おもみいたします② 凍空 と日だまりと あさのあつこ
武士・稲村に駕籠に乗せられ連れて行かれたのは旗本・久能家だった。当主・和左之介が、三日後切腹する。手足を動かすと痛く、このままでは作法にのっとった切腹が出来ない。切腹が出来るように動くことが可能にしてほしいという要望だった。梅は死ぬためにもみ治療はしないと言いながら、治療をする。動くようになる。和左之介は、途中で治療を拒む。
梅は切腹の理由を聞く。女郎宿「かずら屋」の朱波と心中しようとして途中で見付かり目付の耳に入り切腹が決まったという。
梅は、かずら屋の女将のもみ治療をしながら話を聞く。女将は、女郎から心中話を持ちかけさせ途中で止め、対面をきにする武家から金子を受け取っていた。今までにも何組も、事件を起こしていたが秘密裏に処理されていた。今回は客の中にたまたま徒目付がいた。初めて表にでた。旗本の次男、三男の風紀が乱れていることを気にしていた御上は、見せしめのために和左之介を切腹に決めた。
和左之介と朱波は、朱波の父親が久能家で働いている時期があったため、幼なじみであった。
* * * * * * *
◆ 作業内容: 抜粋の「おもみいたします② 凍空 と日だまりと」を含む文から「に入り切腹が決まったという。」までを、「旗本」を「御家人」に改めて書き直してください。

◆ 提供資料:
* * * * * * *
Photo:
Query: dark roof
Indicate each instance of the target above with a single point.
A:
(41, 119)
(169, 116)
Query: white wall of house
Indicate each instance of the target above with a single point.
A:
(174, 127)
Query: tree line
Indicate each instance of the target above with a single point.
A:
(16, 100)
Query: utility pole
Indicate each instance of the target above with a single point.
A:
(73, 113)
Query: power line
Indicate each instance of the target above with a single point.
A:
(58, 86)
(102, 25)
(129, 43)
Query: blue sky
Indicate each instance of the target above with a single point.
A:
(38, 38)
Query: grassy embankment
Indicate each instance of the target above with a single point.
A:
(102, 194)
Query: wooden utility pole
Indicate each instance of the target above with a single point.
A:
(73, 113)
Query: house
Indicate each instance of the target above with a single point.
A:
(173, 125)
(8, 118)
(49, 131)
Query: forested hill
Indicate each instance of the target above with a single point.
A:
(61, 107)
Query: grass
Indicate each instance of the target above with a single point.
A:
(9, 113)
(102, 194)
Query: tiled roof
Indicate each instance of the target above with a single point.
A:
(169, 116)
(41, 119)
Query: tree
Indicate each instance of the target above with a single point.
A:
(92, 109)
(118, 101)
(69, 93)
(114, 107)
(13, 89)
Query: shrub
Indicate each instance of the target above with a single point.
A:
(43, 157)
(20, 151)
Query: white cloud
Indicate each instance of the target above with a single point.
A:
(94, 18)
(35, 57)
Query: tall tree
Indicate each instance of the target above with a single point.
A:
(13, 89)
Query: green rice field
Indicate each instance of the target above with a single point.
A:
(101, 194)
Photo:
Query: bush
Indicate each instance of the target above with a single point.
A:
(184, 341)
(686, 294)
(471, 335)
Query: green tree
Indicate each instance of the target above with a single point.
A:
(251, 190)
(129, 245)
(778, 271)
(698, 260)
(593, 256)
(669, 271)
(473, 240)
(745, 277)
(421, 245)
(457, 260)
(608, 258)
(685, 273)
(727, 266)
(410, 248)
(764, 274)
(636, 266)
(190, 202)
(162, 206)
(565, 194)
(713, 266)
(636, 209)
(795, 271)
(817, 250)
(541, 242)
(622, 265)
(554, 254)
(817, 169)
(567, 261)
* * * * * * *
◆ 解答:
おもみいたします② 凍空 と日だまりと あさのあつこ
武士・稲村に駕籠に乗せられ連れて行かれたのは御家人・久能家だった。当主・和左之介が、三日後切腹する。手足を動かすと痛く、このままでは作法にのっとった切腹が出来ない。切腹が出来るように動くことが可能にしてほしいという要望だった。梅は死ぬためにもみ治療はしないと言いながら、治療をする。動くようになる。和左之介は、途中で治療を拒む。
梅は切腹の理由を聞く。女郎宿「かずら屋」の朱波と心中しようとして途中で見付かり目付の耳に入り切腹が決まったという。